— BEGIN —
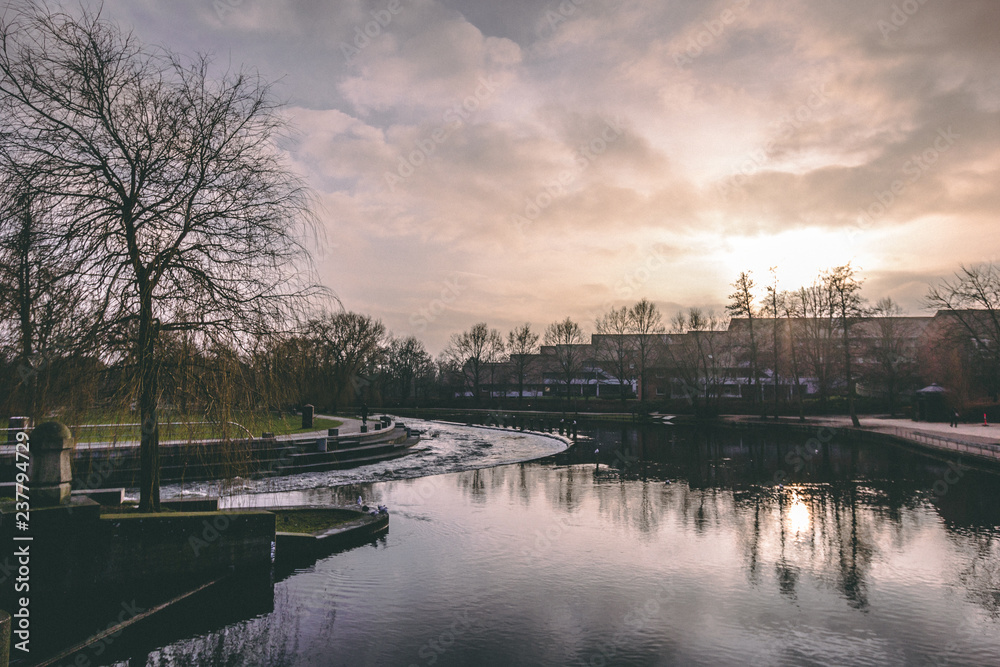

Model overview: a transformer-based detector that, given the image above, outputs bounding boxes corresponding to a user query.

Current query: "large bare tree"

[507,322,538,405]
[629,299,666,400]
[445,322,504,402]
[545,317,585,405]
[0,3,316,511]
[594,306,636,403]
[926,262,1000,401]
[726,271,765,408]
[823,262,865,428]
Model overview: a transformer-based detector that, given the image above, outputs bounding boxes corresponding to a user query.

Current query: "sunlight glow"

[787,492,812,534]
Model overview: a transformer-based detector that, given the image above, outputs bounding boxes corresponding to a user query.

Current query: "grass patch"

[272,509,360,533]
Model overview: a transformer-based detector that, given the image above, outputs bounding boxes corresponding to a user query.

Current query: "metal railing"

[888,426,1000,461]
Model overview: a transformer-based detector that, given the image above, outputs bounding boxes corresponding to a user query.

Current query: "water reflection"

[97,426,1000,665]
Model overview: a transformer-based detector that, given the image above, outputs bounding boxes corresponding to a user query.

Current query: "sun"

[720,228,855,297]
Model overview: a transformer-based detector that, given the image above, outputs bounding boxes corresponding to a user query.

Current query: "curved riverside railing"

[719,420,1000,464]
[873,426,1000,461]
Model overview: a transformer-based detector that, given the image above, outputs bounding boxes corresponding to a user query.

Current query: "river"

[93,420,1000,666]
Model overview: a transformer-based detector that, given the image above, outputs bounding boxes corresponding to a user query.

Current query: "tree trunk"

[138,295,160,512]
[842,311,861,428]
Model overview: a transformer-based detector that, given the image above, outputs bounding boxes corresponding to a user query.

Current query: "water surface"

[99,426,1000,665]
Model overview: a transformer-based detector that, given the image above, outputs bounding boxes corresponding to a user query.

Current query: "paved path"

[724,415,1000,461]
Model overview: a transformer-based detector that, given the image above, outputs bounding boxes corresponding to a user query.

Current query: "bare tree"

[445,322,503,402]
[507,322,538,405]
[385,336,433,405]
[0,4,317,511]
[545,317,584,403]
[595,306,635,403]
[0,171,95,419]
[778,291,806,421]
[823,262,865,428]
[763,266,782,419]
[306,311,387,408]
[629,299,666,400]
[726,271,764,410]
[926,263,1000,401]
[866,297,916,415]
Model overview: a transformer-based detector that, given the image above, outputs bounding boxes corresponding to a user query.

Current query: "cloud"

[95,0,1000,350]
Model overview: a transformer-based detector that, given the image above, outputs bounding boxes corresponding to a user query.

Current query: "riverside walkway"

[723,415,1000,464]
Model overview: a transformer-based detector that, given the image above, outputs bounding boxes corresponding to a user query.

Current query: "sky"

[95,0,1000,354]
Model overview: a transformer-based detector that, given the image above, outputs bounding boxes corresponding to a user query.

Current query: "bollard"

[7,417,31,445]
[30,421,76,506]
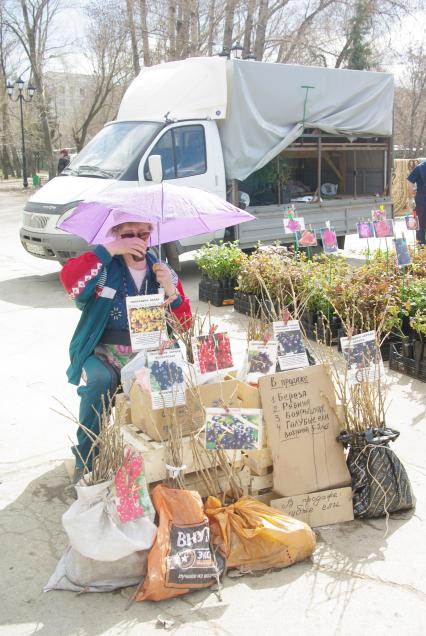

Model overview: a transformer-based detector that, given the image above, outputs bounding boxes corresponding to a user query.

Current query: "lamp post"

[6,78,36,188]
[231,42,244,60]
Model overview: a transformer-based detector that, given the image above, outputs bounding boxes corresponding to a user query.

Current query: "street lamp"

[6,78,36,188]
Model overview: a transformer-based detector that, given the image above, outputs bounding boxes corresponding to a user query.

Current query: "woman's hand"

[104,236,147,257]
[152,263,176,296]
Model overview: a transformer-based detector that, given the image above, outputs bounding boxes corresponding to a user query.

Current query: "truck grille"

[23,212,49,230]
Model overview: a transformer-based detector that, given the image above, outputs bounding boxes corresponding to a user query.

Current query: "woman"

[60,223,191,482]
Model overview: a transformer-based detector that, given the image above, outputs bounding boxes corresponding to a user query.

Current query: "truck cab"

[20,120,226,263]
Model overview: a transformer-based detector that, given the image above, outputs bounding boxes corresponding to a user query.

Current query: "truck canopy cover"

[118,57,393,180]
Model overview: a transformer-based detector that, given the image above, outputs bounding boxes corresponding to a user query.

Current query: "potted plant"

[235,245,303,314]
[389,278,426,382]
[195,241,247,307]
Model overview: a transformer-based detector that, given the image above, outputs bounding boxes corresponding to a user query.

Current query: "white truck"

[20,57,393,262]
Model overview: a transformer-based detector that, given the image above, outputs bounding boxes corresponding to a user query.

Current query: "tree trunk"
— END —
Could you rewrite every line from the start of the entries up to and including the line with "[594,306,636,403]", shifting each bounding-box coordinate by -54, keeping all other text as it is, and leaving the pictures out?

Model overview: a transformer-based detector that, given the image above, outputs bounding boxes corresponding to a user query.

Current query: "large bare tree"

[453,268,484,351]
[575,245,612,346]
[391,268,450,348]
[491,263,531,351]
[-54,-51,262,457]
[540,252,582,349]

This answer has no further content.